### [PROVIDED TEXT]
*** Block opens ***

A BANNED flavouring which is linked to cancer has been found in dangerous levels in e-cigarettes, experts have warned.
Scientists say the chemical – called pulegone – is contained in menthol and mint flavoured vapes and smokeless tobacco products.
The US Food and Drug Administration banned pulegone as a food additive last year following pressure from consumer groups – because of its carcinogenic properties.
Yet the agency does not regulate the chemical’s presence in e-cigarettes, according to the new study from Duke University Medical Center, published in the journal JAMA Internal Medicine today.
Lead author Prof Sven-Eric Jordt said: “Our findings suggest that the FDA should implement measures to mitigate pulegone-related health risks before suggesting mint and menthol-flavoured e-cigarettes and smokeless tobacco products as alternatives for people who use combustible tobacco products.”
Dr Jordt and his research partner Sairam V. Jabba started looking into e-cigarette liquids after the US Centers for Disease Control and Prevention (CDC) published studies showing that they contain substantial amounts of the chemical.

*** Block closes ***

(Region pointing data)
*** Block opens ***

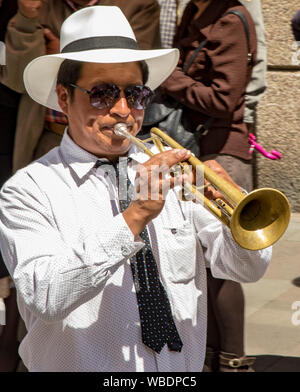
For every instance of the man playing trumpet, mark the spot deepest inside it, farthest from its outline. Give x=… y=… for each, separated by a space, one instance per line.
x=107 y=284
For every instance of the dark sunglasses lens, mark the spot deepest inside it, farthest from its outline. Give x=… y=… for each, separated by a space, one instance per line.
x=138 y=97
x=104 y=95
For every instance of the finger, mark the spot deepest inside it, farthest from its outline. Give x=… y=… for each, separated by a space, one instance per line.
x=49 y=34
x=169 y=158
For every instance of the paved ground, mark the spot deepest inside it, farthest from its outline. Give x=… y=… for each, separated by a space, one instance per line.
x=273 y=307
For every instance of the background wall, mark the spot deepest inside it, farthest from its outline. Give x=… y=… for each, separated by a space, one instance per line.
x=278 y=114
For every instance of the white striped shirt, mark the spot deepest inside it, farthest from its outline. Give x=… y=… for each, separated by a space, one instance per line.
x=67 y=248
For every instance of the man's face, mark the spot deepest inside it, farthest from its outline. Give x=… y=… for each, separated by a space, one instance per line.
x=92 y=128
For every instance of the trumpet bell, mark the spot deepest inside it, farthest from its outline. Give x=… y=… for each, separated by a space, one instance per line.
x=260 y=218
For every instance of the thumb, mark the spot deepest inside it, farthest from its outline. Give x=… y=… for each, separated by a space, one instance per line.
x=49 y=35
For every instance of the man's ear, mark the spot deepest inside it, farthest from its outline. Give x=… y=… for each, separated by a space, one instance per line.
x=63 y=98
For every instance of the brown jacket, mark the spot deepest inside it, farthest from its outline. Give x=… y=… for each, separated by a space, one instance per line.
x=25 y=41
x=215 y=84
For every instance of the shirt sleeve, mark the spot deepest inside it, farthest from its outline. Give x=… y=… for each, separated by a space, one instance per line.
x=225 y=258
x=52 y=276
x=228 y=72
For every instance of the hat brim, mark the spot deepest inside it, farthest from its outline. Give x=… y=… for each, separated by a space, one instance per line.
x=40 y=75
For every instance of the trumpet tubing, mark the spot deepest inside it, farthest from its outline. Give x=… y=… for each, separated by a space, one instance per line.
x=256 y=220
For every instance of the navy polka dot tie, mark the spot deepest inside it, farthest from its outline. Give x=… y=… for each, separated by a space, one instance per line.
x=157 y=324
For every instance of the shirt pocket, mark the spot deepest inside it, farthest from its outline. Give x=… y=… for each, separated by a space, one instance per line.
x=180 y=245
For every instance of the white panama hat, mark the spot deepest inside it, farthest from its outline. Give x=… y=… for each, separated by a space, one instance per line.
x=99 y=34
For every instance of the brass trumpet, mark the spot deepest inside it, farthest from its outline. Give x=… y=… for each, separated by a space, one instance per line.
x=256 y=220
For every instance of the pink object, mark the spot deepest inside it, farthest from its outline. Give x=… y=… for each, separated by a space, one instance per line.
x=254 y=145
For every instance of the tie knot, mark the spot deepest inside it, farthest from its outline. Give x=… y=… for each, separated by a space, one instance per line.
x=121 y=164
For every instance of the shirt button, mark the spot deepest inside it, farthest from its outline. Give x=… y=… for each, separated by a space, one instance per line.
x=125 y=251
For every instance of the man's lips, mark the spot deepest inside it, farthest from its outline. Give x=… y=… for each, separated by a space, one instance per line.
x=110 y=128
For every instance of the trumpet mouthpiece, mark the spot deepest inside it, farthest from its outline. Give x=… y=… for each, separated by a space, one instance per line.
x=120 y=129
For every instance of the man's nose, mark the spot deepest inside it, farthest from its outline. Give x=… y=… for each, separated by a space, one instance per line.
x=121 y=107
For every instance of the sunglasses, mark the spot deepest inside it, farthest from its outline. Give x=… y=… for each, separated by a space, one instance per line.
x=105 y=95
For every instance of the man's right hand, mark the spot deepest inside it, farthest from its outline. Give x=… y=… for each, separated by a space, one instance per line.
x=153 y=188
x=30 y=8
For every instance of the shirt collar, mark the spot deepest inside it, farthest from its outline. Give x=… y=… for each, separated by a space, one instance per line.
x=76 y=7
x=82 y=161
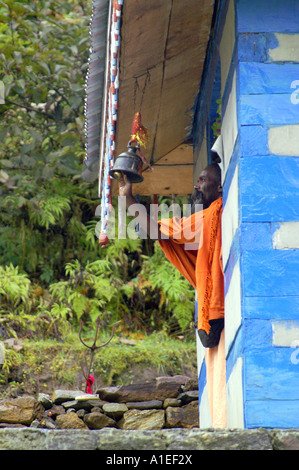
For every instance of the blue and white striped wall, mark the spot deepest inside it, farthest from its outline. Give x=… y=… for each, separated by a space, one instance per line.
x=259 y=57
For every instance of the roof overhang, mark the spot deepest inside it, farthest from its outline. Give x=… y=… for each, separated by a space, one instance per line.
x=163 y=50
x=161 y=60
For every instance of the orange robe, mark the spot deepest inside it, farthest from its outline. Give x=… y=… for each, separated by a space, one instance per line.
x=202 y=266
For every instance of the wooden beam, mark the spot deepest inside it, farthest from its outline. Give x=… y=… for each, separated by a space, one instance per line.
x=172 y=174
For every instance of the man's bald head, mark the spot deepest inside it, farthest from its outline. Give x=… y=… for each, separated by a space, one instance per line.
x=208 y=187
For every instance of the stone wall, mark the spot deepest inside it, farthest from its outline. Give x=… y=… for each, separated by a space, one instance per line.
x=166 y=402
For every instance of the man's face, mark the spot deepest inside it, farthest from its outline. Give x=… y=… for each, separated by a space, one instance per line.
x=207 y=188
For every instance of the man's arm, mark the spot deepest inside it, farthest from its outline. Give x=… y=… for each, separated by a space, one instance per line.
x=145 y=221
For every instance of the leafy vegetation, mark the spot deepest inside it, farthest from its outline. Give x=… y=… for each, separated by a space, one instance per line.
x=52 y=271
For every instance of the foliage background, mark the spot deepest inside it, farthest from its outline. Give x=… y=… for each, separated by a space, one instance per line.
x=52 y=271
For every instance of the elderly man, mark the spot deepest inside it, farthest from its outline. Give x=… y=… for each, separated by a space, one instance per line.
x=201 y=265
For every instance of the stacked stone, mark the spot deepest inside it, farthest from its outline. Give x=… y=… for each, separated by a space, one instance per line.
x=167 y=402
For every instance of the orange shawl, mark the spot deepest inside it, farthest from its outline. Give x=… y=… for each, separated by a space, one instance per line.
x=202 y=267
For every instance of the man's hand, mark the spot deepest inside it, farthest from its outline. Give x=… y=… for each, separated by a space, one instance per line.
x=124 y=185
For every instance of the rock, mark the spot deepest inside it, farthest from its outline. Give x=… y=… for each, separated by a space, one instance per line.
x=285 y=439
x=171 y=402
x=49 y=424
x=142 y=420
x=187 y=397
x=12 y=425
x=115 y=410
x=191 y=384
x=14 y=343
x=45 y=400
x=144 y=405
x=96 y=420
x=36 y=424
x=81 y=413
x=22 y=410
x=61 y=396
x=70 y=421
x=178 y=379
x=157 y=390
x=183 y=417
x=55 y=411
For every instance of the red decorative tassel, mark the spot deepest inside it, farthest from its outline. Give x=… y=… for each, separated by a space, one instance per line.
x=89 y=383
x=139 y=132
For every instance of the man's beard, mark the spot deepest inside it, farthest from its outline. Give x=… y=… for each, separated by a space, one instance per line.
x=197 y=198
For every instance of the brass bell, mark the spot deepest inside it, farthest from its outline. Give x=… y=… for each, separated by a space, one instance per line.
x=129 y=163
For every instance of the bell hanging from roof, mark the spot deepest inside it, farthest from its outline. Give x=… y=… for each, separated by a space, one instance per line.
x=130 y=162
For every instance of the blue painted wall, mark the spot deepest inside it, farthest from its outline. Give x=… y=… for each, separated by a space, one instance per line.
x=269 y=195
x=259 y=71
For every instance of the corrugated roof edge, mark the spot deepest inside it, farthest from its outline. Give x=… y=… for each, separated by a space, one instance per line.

*** Block closes ***

Answer these questions using the article on pulegone in e-cigarettes:
1. Which flavors of vapes and smokeless tobacco products contain pulegone?
2. In which journal was the Duke University Medical Center study published?
3. Which agency published studies showing that e-cigarette liquids contain substantial amounts of pulegone?

### [COMPLETED EXERCISE]
1. Pulegone is found in menthol and mint flavored vapes and smokeless tobacco products.
2. The study was published in the journal JAMA Internal Medicine.
3. The US Centers for Disease Control and Prevention (CDC) published those studies.